Have multiple exit strategies. The market can change in a split second. Your sale can fall through at the last minute. Be prepared for anything, and be able to pivot with circumstances out of your control.
If the property does not have more than one way to make you money, it isn’t a great investment.
NEVER buy weird. Weird, unique, unusual are all four-letter words in real estate. You want normal, traditional, interesting-but-ordinary when you are buying a house.
What advice would you give to someone who wants to invest in real estate but may not have the capital to make such a large investment?
If you want to get started investing without a lot of money, you’re starting from a weak position. How are you going to handle emergency repairs? How are you going to pay the mortgage when your tenant does not pay rent? There are ways to mitigate your exposure, such as “house hacking” — renting an extra room(s) in your house — or live-in flipping, where you actually live in the home while you’re renovating it. (Bonus tax advantages for living in your flip: if you live in/own it for two of the last five years, you pay $0 in capital gains taxes, up to $250,000 if you’re single, and $500,000 if you’re married.)
There are other ways around not having capital like partnering with someone who does have the money. If you go this route, make sure to get everything in writing before you enter the partnership. Everyone is friends before the deal, but not always friends afterward. Write up the “rules” of the investment/partnership while everyone is still friendly.

**Try it:**
Answer these from the real estate advice text:
1. Which three words does the text call four-letter words in real estate?
2. What does the text say "house hacking" means?
3. Up to what amount of capital gains does a married person pay $0 in taxes after living in and owning a flip for two of the last five years?

**Records provided:**
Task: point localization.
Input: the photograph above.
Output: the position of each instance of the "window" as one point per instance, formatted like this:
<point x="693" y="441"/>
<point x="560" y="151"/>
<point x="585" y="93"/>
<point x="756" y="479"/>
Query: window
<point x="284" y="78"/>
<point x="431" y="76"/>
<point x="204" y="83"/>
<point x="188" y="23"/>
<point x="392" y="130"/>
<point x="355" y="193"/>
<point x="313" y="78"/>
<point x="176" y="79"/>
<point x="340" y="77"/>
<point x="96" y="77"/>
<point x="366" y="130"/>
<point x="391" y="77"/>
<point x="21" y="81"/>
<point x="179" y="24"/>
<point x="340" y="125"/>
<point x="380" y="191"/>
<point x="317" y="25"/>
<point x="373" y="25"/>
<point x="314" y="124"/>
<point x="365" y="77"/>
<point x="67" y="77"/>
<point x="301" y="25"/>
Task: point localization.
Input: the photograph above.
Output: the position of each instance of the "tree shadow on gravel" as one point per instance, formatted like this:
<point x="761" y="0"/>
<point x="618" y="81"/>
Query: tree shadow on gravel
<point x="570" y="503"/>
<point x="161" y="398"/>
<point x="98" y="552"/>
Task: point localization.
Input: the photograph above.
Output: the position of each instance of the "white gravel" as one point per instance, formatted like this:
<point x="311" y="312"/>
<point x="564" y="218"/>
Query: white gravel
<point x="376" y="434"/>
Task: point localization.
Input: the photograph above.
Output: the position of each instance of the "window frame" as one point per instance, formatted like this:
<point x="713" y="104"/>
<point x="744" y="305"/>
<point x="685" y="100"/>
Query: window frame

**Result of this exercise:**
1. Weird, unique, and unusual.
2. Renting an extra room or rooms in your house.
3. $500,000.